EXERCISES:
(a) From the article on the Bangkok protest, repeat word for word the part that opens with the words containing "Demonstrators are demanding Prime" and closes with "years in jail.".
(b) According to the article on the Bangkok protest, how many people did police say attended Sunday's demonstration?
(c) Carry on writing the article on the Thailand protests from its last sentence.

PASSAGE:
┌──

Thailand's Largest Pro-Democracy Rally in Years Draws 10,000

Thailand's Largest Pro-Democracy Rally in Years Draws 10,000
Photo Credit:Reuters / TPG Images
What you need to know

Demonstrators are demanding Prime Minister Prayuth Chan-ocha, who took power in a military coup in 2014, speed up reforms.

An anti-government protest in Thailand's capital Bangkok drew at least 10,000 people on Sunday, police said, making it the largest political demonstration the kingdom has seen in years.

The student-led protests began nearly a month ago and have been held on an almost daily basis ever since.

Demonstrators are demanding a revised constitution, an end to the harassment of government critics and reforms to the monarchy.

The last demand is particularly sensitive in Thailand — anyone criticizing the monarchy faces between one and half to 15 years in jail.

They also want Prime Minister Prayuth Chan-ocha, who took power in a 2014 military coup, to resign.

└──

ENTRIES PROVIDED:
┌──

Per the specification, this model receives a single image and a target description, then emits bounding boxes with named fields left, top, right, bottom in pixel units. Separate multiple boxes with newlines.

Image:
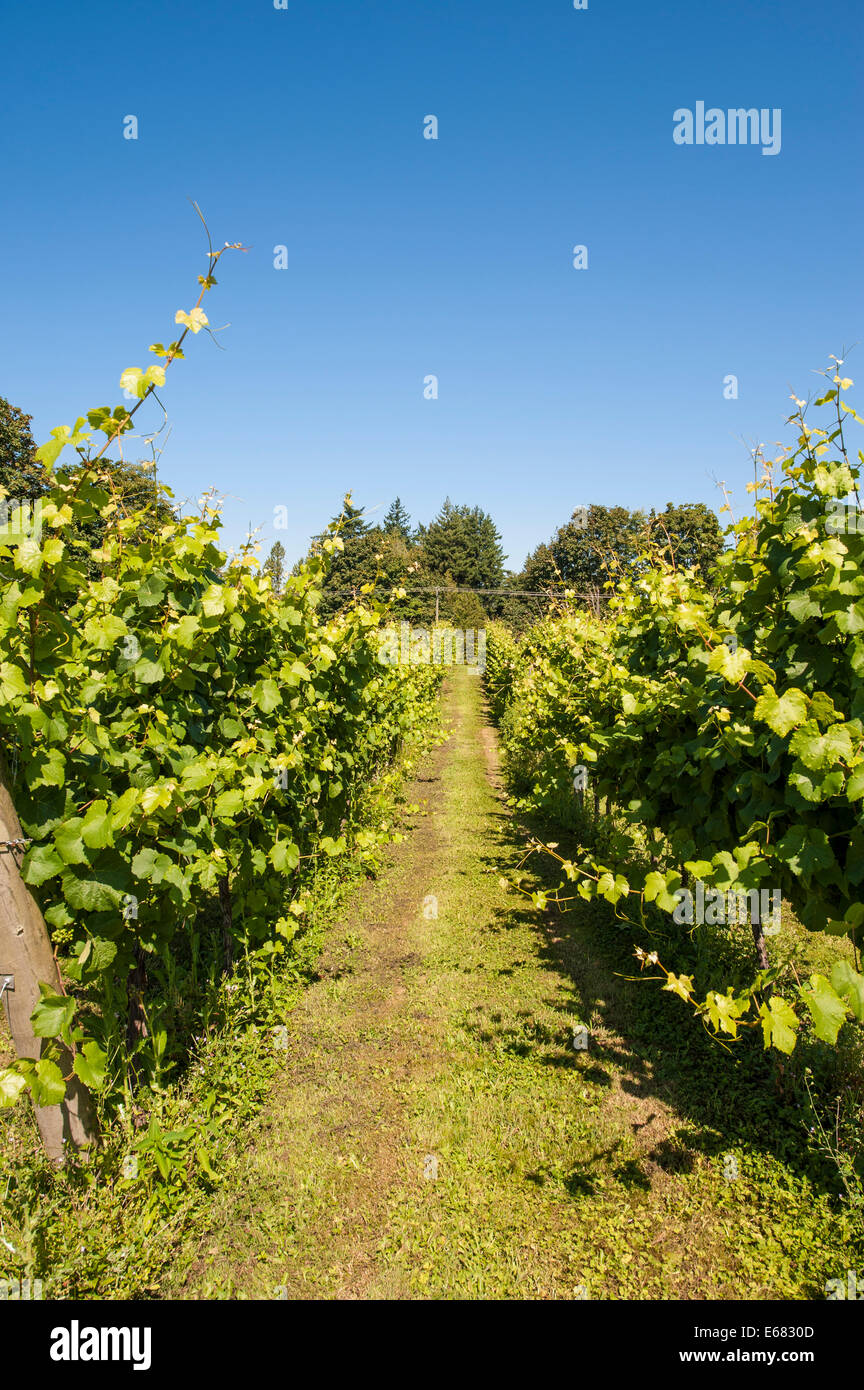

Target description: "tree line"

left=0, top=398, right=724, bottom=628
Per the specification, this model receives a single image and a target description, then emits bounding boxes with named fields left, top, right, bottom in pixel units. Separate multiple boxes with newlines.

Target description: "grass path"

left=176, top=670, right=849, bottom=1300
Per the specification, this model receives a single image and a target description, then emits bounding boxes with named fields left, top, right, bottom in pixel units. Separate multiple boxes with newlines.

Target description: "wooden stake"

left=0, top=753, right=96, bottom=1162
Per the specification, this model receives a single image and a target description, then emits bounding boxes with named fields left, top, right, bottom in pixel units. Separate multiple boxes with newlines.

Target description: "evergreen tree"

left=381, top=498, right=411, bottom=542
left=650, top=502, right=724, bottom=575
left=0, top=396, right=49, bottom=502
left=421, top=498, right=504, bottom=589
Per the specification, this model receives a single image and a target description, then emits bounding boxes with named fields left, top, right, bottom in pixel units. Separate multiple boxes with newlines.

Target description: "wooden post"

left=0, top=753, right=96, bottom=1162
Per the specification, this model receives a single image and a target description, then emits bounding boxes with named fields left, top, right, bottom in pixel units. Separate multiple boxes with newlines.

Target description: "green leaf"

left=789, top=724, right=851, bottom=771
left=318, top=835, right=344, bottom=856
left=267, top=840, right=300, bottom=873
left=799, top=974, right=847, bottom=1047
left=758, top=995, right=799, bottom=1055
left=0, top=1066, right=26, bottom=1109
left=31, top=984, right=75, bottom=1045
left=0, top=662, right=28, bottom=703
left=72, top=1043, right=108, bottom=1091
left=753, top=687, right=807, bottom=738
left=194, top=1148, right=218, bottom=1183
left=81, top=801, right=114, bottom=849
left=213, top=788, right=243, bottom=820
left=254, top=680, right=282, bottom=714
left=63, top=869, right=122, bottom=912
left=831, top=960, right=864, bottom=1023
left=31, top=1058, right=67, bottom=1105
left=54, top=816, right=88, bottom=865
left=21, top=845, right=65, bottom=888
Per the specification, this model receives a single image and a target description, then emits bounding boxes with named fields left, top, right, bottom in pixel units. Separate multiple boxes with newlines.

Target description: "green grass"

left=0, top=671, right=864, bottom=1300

└──
┌──

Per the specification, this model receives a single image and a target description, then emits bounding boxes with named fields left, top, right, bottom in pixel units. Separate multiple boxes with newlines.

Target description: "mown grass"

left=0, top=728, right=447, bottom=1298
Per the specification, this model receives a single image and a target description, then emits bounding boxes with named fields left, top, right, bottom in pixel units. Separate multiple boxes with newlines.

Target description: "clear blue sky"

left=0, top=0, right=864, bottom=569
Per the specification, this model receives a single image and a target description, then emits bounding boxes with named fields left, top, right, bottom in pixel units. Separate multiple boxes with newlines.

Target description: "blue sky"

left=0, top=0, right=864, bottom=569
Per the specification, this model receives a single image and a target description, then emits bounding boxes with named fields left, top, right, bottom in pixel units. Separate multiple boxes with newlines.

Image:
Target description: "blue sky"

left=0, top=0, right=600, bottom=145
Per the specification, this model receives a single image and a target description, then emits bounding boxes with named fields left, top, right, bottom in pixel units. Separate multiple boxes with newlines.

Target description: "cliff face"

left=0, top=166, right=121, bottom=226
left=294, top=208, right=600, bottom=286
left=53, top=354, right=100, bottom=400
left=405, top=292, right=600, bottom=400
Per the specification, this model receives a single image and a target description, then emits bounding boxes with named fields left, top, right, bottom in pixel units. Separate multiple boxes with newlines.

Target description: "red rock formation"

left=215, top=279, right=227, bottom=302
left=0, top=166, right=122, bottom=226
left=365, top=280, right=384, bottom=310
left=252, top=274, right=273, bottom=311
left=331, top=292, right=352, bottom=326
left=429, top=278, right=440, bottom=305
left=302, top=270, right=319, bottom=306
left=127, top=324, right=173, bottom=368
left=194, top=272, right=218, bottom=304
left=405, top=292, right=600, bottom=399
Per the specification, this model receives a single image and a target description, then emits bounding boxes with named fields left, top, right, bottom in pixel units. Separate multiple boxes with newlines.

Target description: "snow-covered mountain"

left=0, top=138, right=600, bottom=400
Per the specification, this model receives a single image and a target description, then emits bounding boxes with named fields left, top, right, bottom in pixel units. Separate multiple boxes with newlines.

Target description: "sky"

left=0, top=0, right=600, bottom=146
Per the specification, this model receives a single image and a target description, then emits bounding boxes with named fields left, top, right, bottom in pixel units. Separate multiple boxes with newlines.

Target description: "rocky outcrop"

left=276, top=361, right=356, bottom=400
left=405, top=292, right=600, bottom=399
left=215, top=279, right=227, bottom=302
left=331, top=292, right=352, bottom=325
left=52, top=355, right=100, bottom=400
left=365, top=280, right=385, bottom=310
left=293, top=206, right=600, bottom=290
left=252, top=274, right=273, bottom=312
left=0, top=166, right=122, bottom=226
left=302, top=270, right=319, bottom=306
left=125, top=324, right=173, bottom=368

└──
┌──

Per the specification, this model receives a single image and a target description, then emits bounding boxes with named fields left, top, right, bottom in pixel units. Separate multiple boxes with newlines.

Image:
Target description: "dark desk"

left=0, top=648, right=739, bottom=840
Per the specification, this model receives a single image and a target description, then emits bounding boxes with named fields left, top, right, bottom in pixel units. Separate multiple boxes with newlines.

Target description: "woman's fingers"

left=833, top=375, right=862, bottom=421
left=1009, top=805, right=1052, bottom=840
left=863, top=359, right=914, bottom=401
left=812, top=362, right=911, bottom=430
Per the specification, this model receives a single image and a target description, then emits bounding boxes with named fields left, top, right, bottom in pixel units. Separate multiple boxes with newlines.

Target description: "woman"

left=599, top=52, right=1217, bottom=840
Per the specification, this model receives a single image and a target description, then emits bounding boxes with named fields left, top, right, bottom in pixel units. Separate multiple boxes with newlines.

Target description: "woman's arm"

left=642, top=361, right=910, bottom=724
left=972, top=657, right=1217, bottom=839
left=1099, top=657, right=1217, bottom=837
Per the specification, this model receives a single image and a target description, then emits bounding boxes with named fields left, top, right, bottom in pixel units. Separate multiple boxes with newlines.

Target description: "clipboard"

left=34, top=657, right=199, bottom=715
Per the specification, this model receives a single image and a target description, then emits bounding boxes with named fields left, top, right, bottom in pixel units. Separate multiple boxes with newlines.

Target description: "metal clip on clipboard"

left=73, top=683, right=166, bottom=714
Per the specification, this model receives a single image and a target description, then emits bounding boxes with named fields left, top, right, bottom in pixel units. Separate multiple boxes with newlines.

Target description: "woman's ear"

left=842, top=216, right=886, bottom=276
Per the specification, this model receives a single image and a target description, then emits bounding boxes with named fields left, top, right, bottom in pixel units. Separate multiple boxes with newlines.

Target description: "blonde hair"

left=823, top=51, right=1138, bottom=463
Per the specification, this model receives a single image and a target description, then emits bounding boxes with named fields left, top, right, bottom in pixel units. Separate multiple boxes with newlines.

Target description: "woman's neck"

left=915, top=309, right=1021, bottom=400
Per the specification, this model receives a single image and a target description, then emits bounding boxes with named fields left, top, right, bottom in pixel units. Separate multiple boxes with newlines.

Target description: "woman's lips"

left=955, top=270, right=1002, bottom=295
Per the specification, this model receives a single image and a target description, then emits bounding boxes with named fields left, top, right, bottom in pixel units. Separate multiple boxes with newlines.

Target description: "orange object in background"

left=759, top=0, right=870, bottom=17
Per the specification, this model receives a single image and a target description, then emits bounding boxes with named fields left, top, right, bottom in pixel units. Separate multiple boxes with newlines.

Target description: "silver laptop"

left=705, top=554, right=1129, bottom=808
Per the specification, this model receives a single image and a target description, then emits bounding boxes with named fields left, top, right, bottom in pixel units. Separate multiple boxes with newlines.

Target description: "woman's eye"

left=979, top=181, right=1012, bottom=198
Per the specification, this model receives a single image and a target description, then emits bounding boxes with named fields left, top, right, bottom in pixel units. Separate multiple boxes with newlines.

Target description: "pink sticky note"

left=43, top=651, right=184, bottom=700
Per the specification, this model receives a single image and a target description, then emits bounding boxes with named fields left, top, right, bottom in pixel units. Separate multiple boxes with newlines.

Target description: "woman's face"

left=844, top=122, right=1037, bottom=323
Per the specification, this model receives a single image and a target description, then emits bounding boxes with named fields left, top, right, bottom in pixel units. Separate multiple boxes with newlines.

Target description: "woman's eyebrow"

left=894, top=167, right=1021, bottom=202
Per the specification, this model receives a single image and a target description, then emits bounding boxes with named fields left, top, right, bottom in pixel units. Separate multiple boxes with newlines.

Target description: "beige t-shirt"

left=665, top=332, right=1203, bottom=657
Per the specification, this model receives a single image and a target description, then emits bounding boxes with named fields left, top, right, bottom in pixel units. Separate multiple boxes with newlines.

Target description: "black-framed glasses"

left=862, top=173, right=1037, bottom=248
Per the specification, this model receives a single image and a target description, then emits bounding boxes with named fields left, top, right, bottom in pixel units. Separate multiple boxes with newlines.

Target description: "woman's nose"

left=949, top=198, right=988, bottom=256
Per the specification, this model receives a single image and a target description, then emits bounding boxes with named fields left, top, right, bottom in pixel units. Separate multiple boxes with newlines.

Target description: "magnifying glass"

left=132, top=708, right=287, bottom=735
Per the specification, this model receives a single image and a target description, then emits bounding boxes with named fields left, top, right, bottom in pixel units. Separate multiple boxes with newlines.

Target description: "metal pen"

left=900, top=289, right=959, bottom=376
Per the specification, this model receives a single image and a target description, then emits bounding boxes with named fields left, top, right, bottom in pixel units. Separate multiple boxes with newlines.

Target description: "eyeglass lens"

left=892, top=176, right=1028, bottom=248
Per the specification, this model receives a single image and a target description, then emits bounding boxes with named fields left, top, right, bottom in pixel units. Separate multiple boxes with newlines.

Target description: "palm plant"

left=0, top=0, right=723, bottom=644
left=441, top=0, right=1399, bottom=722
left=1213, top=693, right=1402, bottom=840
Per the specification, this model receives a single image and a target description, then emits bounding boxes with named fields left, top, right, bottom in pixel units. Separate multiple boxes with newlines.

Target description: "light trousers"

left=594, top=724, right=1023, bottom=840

└──

PER-TASK ANSWERS:
(a)
Demonstrators are demanding Prime Minister Prayuth Chan-ocha, who took power in a military coup in 2014, speed up reforms.

An anti-government protest in Thailand's capital Bangkok drew at least 10,000 people on Sunday, police said, making it the largest political demonstration the kingdom has seen in years.

The student-led protests began nearly a month ago and have been held on an almost daily basis ever since.

Demonstrators are demanding a revised constitution, an end to the harassment of government critics and reforms to the monarchy.

The last demand is particularly sensitive in Thailand — anyone criticizing the monarchy faces between one and half to 15 years in jail.

(b) At least 10,000 people.

(c)
'Down with the dictatorship'

Crowds of demonstrators shouting "down with the dictatorship" gathered around the capital's symbolic Democracy Monument. Others held dove-shaped cutouts representing peace.

Student activist Parit Chiwarak made an appearance at the rally, despite being granted bail on Saturday after being arrested for his pro-democracy work.

Flanked by supporters, he held a sign that read: "10-point Monarchy Reform" – referring to a list of demands setting out changes that student protesters want to see implemented.

Police were also present, as well as a much smaller group of royalists who support the monarchy.

Waves of protests

Thailand has experienced multiple coups ever since the army toppled the absolute monarchy in 1932, replacing it with a constitutional monarchy.

The government held elections last year but these were seen as rigged, sparking public anger.

The latest wave of protests began in February this year after a court ordered the pro-democracy Future Forward Party to disband. The onset of the coronavirus pandemic, however, put a pause on these protests until recently.